(DOCUMENT EXTRACT)
** begin **

Look, what Apple did so well for music was to produce better hardware. They mopped Sony's floor with the iPod and iTunes. Would you rather deal with carrying around CDs and tapes, or one miniature hard drive? Would you rather push CDs in and out of your computer's CD tray, or have it all as mp3s on your drive?

iTunes was a quantum leap better than what came before when you were at a computer or on the [pedestrian] go, listing to music. Apple TV is not.

Walkmen from Wikipedia

And it really can't be. What Apple's trying to reinvent with Apple TV isn't really hardware. What they're reinventing is broadcast media.

The iPod didn't smash radio (the seemingly increasing popularity of podcasts excepted, though even that took a decade). The iPod smashed Walkmen. What iTunes smashed wasn't and isn't radio and TV. iTunes smashed physical media.

Media pic from Michelle Carl

The iPhone simply continued the lineage, and, what's more important, made the computer in your pocket personal. That is, the iPhone again reinvented hardware -- the personal computer -- never broadcast media. Jobs' belief that people wanted to own content worked when we were talking records. It didn't work so well when we were talking broadcast media. You can't buy live sporting events (or any live content) from Apple or Amazon. And that's why cable provider "skinny bundles" work.

** end **

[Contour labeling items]
** begin **

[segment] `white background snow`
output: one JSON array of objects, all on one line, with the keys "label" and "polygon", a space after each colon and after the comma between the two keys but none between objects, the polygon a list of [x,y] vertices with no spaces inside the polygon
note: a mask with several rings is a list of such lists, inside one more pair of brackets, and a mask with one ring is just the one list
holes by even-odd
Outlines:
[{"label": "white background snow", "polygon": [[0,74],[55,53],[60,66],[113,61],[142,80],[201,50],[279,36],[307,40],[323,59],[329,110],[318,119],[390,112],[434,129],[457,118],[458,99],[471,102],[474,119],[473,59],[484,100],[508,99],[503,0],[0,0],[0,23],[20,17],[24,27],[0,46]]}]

** end **

(GIVEN EXERCISE A)
Answer these questions about the commentary on Apple and broadcast media:
(i) Whose floor does the commentary say Apple mopped with the iPod and iTunes?
(ii) What, according to the commentary, did the iPod smash?
(iii) What does the commentary say you can't buy from Apple or Amazon?
(GIVEN EXERCISE B) Write the next few sentences of the commentary on Apple and broadcast media, picking up after its last line.

(EXERCISE ANSWER A)
(i) Sony's.
(ii) Walkmen.
(iii) Live sporting events, or any live content.

(EXERCISE ANSWER B)
Aside: You could also extend this to Apple's News app. I'd argue newspapers are a form of broadcast media. The web has taken that over. Apple's hardware advantages haven't done a lot to change the dominance of the usual players on the web with written news, though the move from paper to the web has -- physical media is losing (duh). The means by which we get and consume digital media? That's an easier area for content providers to protect, and a tougher arena for Apple et al to monetize.

The real war for the television screen is for live events. Apple doesn't have a good disruptive strategy there yet. I'm not sure they will.


PS -- TIL (or remembered) that the Apple TV came out the same year as, but months before, the iPhone. It's been a while.